#### WHAT TO DO
Transcribe the full listing without changing a word, and omit its pictures.

#### RECORDED INFORMATION
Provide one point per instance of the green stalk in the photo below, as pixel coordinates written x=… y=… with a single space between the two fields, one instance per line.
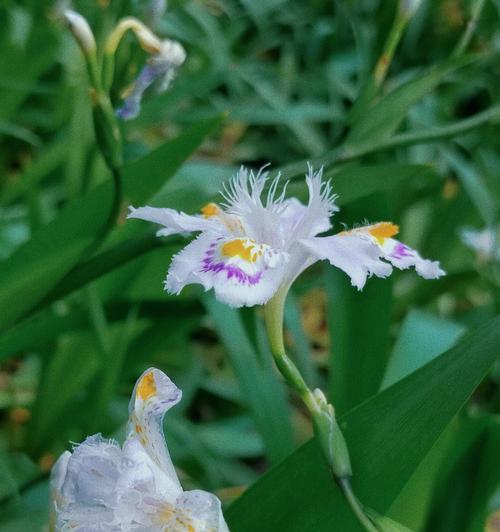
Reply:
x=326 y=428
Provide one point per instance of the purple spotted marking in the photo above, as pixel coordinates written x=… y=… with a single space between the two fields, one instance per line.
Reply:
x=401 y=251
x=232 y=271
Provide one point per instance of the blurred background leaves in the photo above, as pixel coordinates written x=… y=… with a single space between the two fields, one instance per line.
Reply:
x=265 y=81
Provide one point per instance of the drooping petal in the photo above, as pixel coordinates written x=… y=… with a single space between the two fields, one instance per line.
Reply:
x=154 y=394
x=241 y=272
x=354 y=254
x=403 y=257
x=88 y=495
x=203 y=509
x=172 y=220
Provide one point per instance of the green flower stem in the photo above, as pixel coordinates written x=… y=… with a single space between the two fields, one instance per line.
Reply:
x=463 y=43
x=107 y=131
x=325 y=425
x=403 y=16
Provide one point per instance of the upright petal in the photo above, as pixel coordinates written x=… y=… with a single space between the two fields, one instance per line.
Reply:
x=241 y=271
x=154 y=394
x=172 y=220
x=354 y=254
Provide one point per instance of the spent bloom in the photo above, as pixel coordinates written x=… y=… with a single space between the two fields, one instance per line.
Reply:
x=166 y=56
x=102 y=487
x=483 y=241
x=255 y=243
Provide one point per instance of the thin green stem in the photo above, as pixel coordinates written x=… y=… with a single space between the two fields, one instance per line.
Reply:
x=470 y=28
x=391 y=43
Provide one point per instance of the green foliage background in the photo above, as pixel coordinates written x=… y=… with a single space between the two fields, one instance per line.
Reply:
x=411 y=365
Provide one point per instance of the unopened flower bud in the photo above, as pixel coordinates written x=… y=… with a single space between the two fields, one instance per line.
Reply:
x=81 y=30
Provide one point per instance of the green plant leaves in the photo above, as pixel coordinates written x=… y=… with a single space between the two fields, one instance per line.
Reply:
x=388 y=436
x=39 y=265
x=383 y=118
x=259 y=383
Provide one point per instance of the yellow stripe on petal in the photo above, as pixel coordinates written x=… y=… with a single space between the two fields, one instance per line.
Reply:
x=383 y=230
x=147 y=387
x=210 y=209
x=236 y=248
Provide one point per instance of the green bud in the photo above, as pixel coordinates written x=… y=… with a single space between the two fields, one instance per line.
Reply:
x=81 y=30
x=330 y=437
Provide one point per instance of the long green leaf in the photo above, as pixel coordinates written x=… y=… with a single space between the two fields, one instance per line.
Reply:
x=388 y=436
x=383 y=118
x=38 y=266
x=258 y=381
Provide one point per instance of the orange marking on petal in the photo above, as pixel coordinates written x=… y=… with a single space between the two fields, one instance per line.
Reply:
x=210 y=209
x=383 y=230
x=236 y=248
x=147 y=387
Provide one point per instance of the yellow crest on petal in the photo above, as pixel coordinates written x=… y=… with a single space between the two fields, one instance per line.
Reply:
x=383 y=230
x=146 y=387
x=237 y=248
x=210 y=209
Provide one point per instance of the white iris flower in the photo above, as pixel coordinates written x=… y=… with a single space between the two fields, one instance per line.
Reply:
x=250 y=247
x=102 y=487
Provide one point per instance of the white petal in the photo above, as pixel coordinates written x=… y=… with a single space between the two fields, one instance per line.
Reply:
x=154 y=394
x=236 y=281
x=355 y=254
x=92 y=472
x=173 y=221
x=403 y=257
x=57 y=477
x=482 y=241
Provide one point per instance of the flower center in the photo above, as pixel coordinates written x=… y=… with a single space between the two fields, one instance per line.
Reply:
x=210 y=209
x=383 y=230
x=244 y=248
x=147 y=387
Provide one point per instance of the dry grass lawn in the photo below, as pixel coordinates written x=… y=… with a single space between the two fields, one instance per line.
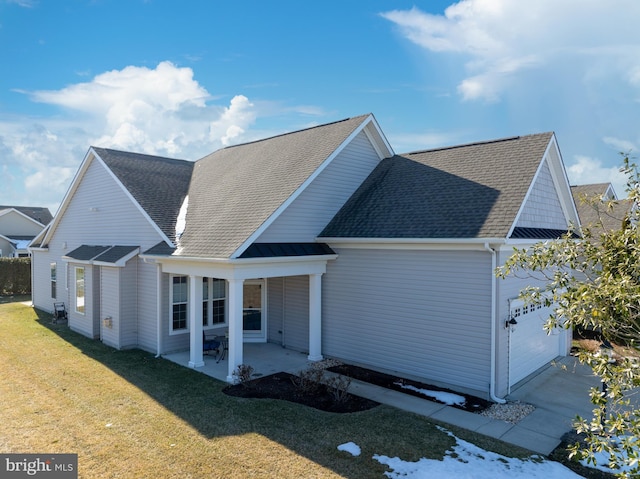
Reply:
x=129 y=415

#### THE COMPLETED TASK
Provide one point per instance of the green stalk in the photo below, as pixel coordinates written x=… y=… with a single space between the two fields, one instance per line.
Reply:
x=326 y=428
Provide one point per instance of the purple spotted marking in the photo above, as pixel coordinates written x=… y=… with a single space between the two fields, one instance per line.
Reply:
x=401 y=251
x=232 y=271
Provide one point per instance of the blurred background leaves in the photo above, as pixel coordinates written x=… y=… with a single space between the two fields, one instance per line.
Reply:
x=265 y=81
Provide one point per instance of the drooping petal in the photo above, as pixel coordinates written x=… y=… with a single space between the two fields, one instance per line.
Reply:
x=154 y=394
x=241 y=272
x=354 y=254
x=403 y=257
x=88 y=495
x=203 y=509
x=172 y=220
Provide one point per instance of the green flower stem in the photo above, as pixel coordinates written x=… y=… with a single space between the two fields, one instance per line.
Reply:
x=463 y=43
x=107 y=131
x=325 y=425
x=403 y=16
Provide one point per instance of the upright petal in the photo above, as pixel coordinates written x=… y=… with a single space between the two fields, one instance per line.
Reply:
x=241 y=271
x=154 y=394
x=172 y=220
x=354 y=254
Provide one point per instance of the spent bloom in the photo above, as pixel coordinates written x=… y=… with a single space between the two fields, one instance per line.
Reply:
x=166 y=56
x=102 y=487
x=483 y=241
x=255 y=243
Provide one point per instance of the thin green stem in the photo above, as pixel coordinates written x=… y=… with a single space between the two fields, one instance per line.
Reply:
x=470 y=28
x=391 y=43
Provide one point per instance of the green foliage background in the photo above, as pixel coordinates written x=… y=… with a single space between the two fields, one instance per line.
Reply:
x=411 y=365
Provide one point per instance of the unopened flower bud in the photo above, as pixel coordinates written x=… y=… with a single space between the two fields, one instance per line.
Reply:
x=81 y=30
Provide one point per instance of the green plant leaves in the photo above, as pixel coordinates written x=… y=… with a single space between the two fields, one instance per line.
Reply:
x=388 y=436
x=39 y=265
x=383 y=118
x=259 y=383
Provide one point per instance of the yellow stripe on petal in the photo above, as pixel coordinates written x=… y=… with a single space between the two fields, one instance per line.
Reply:
x=383 y=230
x=147 y=387
x=210 y=209
x=236 y=248
Provide one point per instance of the green bud in the photo above, as pixel coordinates written x=… y=… with a single space between the two fields, one instance per line.
Reply:
x=81 y=30
x=330 y=437
Provide one point per instance of the long green leaf in the photo above, as pixel coordinates written x=… y=… with a single space between the two fields, one instance per line.
Reply:
x=388 y=436
x=383 y=118
x=38 y=266
x=258 y=381
Provide one point per instance of the orange marking on petal in the photo above, as pixel coordinates written x=… y=… with a single space between the two fields, one instance per line.
Reply:
x=210 y=209
x=383 y=230
x=236 y=248
x=147 y=387
Provide one point per instance of the yellow crest on petal in the photo above, as pixel coordinates written x=… y=… with a single space between the two fields, one instance per line.
Reply:
x=383 y=230
x=146 y=387
x=237 y=248
x=210 y=209
Provide one point per instance of the white iris flower in the photo above, as pixel coordinates written x=… y=… with a single space between the two fields, one instance per line.
Reply:
x=250 y=247
x=102 y=487
Provide one point per instance of the white petal in the photo above, as pixel coordinates written x=… y=… with a single space between the two fields, one instance per line.
Reply:
x=154 y=394
x=236 y=281
x=355 y=254
x=92 y=472
x=173 y=221
x=403 y=257
x=57 y=477
x=482 y=241
Provide one point per instance of the flower center in the photo above, as pixel coordinates written x=… y=… with a single space between the two fields, one instance per line.
Reply:
x=210 y=209
x=383 y=230
x=244 y=248
x=147 y=387
Provide one point per instance of the dry grass lawn in the photo below, as pixel coordinates written x=… y=… with a single space between the two fields, one instance per line.
Reply:
x=129 y=415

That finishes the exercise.